Work to be completed
Locate every line in the records below that contains the string "hand" (case counts) and copy each such line in full.

Data section
- - - - -
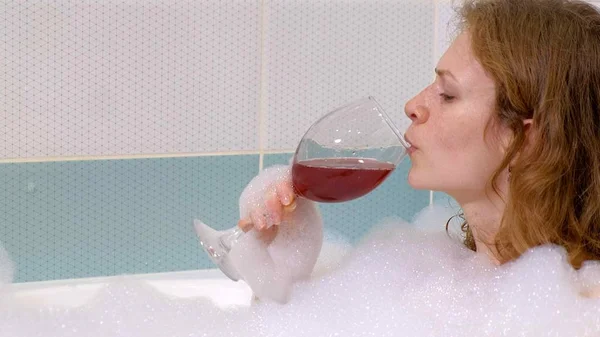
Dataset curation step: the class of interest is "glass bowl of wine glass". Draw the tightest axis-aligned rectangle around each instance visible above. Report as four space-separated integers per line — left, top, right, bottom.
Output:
194 97 409 281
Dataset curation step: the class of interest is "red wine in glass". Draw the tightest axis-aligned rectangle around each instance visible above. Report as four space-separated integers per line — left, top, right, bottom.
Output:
292 158 395 202
194 97 409 281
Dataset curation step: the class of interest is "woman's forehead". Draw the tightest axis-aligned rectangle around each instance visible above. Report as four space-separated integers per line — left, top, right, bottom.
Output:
437 32 495 91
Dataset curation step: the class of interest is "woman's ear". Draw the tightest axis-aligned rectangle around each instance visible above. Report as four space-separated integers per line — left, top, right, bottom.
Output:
523 118 535 150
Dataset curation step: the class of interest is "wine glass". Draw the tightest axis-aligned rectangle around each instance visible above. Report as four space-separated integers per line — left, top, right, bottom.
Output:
194 97 409 281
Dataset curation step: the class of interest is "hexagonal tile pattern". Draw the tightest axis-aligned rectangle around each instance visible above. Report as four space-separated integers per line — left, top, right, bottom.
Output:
263 0 435 149
0 155 258 282
0 0 261 158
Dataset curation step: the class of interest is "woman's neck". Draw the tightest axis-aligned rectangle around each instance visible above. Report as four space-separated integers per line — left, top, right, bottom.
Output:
457 195 505 264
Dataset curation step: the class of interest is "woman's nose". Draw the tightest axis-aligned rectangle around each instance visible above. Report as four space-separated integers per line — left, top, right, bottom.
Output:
404 92 429 123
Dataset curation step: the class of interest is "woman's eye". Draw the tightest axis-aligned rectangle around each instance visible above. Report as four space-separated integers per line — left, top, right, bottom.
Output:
440 93 455 102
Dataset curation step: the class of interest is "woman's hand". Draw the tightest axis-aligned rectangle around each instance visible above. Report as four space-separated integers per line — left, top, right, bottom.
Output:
238 179 296 242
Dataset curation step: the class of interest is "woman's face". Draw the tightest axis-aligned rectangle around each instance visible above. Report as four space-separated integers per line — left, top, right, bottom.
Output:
405 32 512 202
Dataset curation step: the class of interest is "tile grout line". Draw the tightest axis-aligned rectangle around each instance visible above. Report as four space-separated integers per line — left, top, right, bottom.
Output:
0 149 293 164
258 0 266 172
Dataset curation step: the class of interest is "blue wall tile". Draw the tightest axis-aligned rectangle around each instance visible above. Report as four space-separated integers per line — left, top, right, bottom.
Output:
0 155 258 282
264 153 429 242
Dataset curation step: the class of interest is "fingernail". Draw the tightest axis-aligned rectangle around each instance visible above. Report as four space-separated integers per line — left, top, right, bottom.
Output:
281 193 292 206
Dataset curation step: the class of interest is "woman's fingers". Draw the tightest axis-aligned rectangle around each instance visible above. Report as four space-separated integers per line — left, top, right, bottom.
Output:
238 181 296 233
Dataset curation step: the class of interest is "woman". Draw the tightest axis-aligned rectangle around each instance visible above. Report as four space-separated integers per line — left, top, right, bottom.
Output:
240 0 600 268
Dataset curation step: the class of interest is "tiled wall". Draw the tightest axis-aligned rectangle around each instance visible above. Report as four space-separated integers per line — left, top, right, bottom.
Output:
0 0 460 282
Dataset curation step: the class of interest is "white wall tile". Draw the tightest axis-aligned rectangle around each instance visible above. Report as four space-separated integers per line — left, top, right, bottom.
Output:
0 0 260 158
263 0 435 149
435 0 457 62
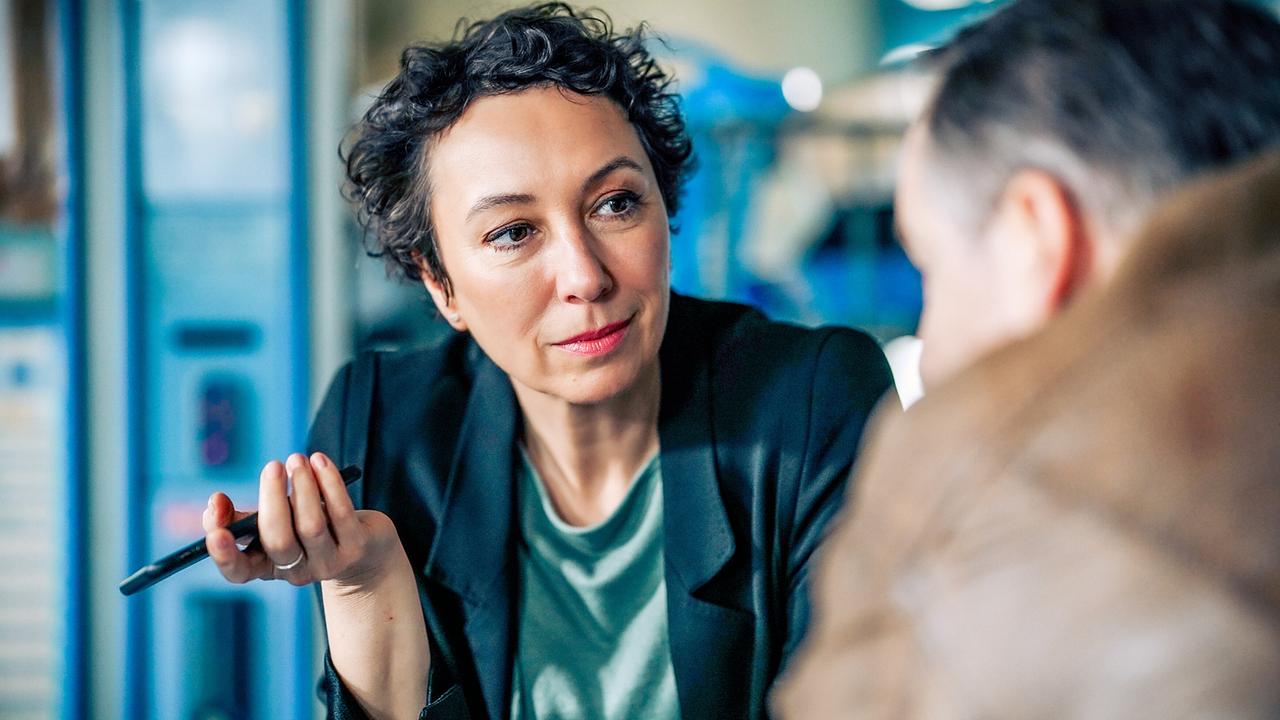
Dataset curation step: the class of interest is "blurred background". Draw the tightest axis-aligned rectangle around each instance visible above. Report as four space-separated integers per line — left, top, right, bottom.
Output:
0 0 1280 720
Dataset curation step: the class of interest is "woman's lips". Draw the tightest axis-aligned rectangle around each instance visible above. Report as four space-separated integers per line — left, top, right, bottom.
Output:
556 315 635 357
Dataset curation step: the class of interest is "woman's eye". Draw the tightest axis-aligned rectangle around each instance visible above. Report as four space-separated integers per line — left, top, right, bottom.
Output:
485 224 534 250
595 192 639 218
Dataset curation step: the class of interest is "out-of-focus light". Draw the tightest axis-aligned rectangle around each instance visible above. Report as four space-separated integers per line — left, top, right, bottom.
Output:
782 68 822 113
904 0 991 10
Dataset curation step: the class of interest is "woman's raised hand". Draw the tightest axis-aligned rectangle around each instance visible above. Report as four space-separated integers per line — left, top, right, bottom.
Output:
202 452 402 588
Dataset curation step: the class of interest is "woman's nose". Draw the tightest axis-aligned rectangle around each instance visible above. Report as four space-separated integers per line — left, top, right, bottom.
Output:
556 229 613 302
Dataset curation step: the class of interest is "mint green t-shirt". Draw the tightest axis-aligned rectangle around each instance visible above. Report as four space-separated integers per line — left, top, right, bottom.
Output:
511 450 680 720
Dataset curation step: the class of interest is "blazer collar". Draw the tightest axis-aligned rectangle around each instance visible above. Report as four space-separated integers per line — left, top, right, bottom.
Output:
658 293 735 592
426 346 518 717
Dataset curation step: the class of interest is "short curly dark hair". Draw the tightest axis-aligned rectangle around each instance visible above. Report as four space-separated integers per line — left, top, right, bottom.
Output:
342 3 692 293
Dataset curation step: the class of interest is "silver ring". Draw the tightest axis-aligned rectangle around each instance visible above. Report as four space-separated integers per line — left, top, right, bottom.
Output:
275 550 307 570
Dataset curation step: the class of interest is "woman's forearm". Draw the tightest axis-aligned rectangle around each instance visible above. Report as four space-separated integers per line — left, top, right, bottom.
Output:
- - - - -
Task answer
Dataset curation step: the class of interest is "woman's hand". Draw the tightest axis-aligned rectangle around each instance visible above. Report as four space-separated integers per line — left, top, right, bottom.
Dataset curation step: the class of interest is "woman's raised hand". Draw the tightest axis-aligned rectangle around each instance visible above. Report as four space-separated integers per line — left, top, right, bottom.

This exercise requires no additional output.